** Task brief **
Copy out the listing in full, exactly as written, but not its pictures.

----------------

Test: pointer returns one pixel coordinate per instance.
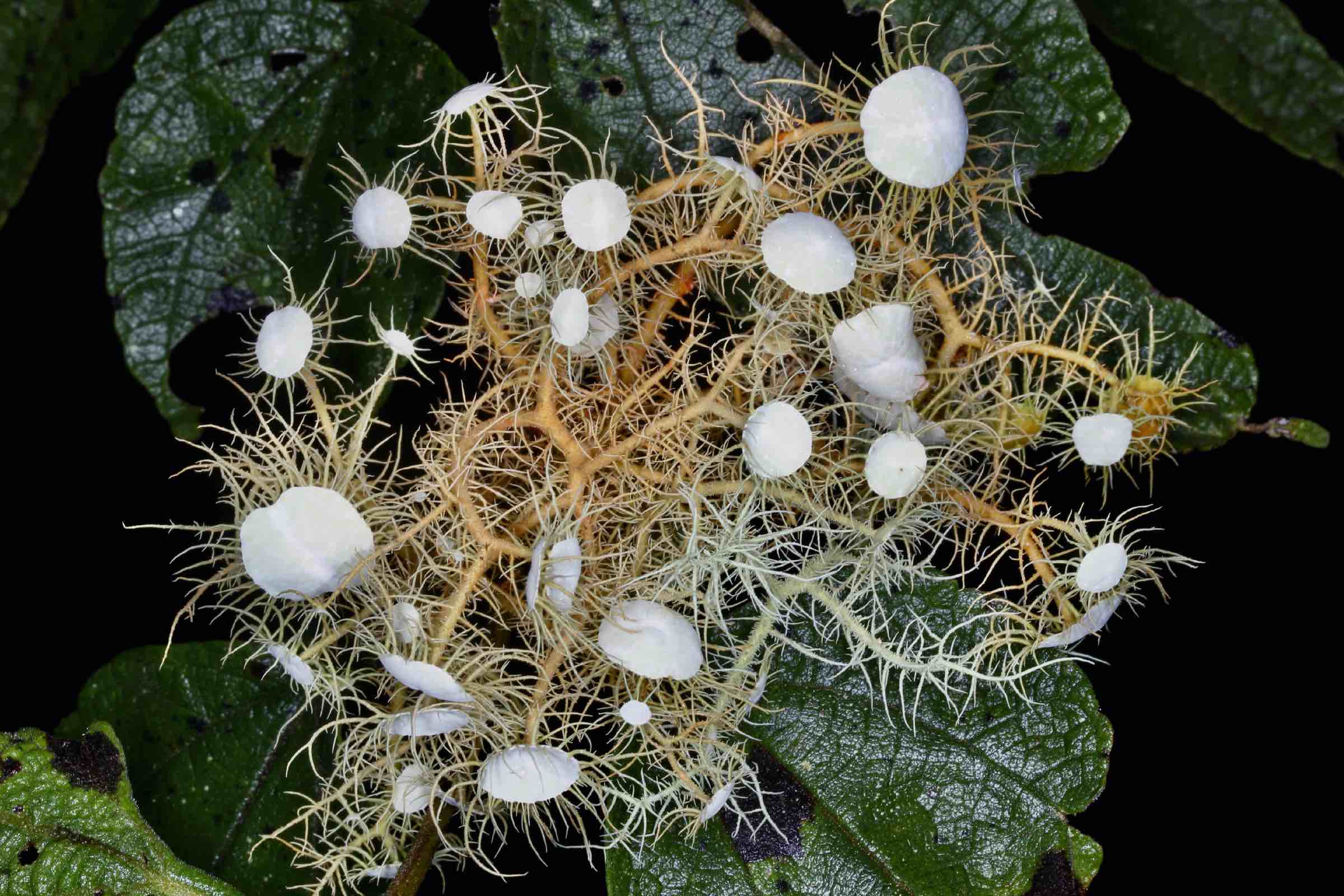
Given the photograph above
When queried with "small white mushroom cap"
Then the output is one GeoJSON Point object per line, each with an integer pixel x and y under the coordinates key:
{"type": "Point", "coordinates": [651, 640]}
{"type": "Point", "coordinates": [284, 342]}
{"type": "Point", "coordinates": [424, 678]}
{"type": "Point", "coordinates": [808, 253]}
{"type": "Point", "coordinates": [529, 284]}
{"type": "Point", "coordinates": [776, 441]}
{"type": "Point", "coordinates": [412, 790]}
{"type": "Point", "coordinates": [604, 323]}
{"type": "Point", "coordinates": [494, 213]}
{"type": "Point", "coordinates": [1090, 624]}
{"type": "Point", "coordinates": [381, 218]}
{"type": "Point", "coordinates": [304, 543]}
{"type": "Point", "coordinates": [895, 465]}
{"type": "Point", "coordinates": [570, 318]}
{"type": "Point", "coordinates": [425, 723]}
{"type": "Point", "coordinates": [292, 664]}
{"type": "Point", "coordinates": [636, 712]}
{"type": "Point", "coordinates": [529, 774]}
{"type": "Point", "coordinates": [1103, 438]}
{"type": "Point", "coordinates": [405, 621]}
{"type": "Point", "coordinates": [596, 213]}
{"type": "Point", "coordinates": [1103, 567]}
{"type": "Point", "coordinates": [879, 352]}
{"type": "Point", "coordinates": [914, 128]}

----------------

** Expected answer **
Test: pointer returns one pixel coordinate per instance.
Given the photograph above
When queried with "small white mushroom cap"
Then the output is one GeoJSON Point object per line, each with an integer pixel x and y under the coordinates key:
{"type": "Point", "coordinates": [651, 640]}
{"type": "Point", "coordinates": [284, 342]}
{"type": "Point", "coordinates": [424, 678]}
{"type": "Point", "coordinates": [808, 253]}
{"type": "Point", "coordinates": [529, 284]}
{"type": "Point", "coordinates": [776, 441]}
{"type": "Point", "coordinates": [412, 790]}
{"type": "Point", "coordinates": [604, 323]}
{"type": "Point", "coordinates": [494, 213]}
{"type": "Point", "coordinates": [1090, 624]}
{"type": "Point", "coordinates": [381, 218]}
{"type": "Point", "coordinates": [304, 543]}
{"type": "Point", "coordinates": [895, 465]}
{"type": "Point", "coordinates": [570, 318]}
{"type": "Point", "coordinates": [425, 723]}
{"type": "Point", "coordinates": [292, 664]}
{"type": "Point", "coordinates": [636, 712]}
{"type": "Point", "coordinates": [529, 774]}
{"type": "Point", "coordinates": [1103, 438]}
{"type": "Point", "coordinates": [405, 621]}
{"type": "Point", "coordinates": [596, 213]}
{"type": "Point", "coordinates": [1103, 567]}
{"type": "Point", "coordinates": [879, 352]}
{"type": "Point", "coordinates": [914, 128]}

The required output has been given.